* BEGIN *

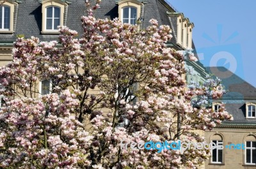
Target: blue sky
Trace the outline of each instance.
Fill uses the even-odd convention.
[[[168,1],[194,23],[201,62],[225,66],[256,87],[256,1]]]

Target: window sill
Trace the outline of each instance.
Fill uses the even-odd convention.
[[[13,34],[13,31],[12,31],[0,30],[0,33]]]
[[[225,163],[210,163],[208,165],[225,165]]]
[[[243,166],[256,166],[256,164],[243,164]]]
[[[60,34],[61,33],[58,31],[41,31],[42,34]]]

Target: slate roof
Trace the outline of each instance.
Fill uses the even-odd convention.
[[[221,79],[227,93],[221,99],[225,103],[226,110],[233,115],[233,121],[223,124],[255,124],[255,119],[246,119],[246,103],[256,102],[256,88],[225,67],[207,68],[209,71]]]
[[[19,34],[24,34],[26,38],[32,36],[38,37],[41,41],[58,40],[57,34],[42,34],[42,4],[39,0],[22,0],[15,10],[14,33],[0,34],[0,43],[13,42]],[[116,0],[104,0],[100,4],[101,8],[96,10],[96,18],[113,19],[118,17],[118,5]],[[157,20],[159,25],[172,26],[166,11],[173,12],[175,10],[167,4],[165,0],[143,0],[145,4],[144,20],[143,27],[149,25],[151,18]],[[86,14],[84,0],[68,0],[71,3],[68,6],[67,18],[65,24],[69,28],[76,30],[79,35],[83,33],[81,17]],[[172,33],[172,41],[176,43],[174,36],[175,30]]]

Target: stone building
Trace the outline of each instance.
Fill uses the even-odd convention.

* END *
* BEGIN *

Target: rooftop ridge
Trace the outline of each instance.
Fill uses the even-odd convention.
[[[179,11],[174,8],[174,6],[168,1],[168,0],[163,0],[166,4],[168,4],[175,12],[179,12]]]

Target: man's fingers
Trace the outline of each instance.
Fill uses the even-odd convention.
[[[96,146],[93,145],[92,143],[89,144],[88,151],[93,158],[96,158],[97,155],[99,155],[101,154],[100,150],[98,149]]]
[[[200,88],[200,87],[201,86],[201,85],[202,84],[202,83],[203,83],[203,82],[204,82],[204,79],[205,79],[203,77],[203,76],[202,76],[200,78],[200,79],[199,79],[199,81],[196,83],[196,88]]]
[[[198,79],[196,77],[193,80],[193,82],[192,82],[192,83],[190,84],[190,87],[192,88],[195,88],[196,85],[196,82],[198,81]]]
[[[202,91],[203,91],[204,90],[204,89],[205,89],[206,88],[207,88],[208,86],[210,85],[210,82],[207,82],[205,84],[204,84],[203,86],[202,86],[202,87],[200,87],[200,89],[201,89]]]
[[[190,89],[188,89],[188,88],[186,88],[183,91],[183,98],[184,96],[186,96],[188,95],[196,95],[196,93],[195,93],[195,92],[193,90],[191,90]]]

* END *
* BEGIN *

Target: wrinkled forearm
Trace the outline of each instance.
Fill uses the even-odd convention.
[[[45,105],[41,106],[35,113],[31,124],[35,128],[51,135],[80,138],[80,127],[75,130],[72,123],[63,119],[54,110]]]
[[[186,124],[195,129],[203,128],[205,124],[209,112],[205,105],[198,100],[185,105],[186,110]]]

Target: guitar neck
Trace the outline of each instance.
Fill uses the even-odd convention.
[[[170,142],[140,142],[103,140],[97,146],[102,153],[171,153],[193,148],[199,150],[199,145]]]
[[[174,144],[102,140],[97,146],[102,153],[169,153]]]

* END *

§ TO DO: Pull out every line above that contains the string "Target" and copy each one in full.

§ WORKED ANSWER:
Target: blue sky
Target: window sill
Target: slate roof
Target: stone building
Target: rooftop ridge
Target: man's fingers
Target: wrinkled forearm
Target: guitar neck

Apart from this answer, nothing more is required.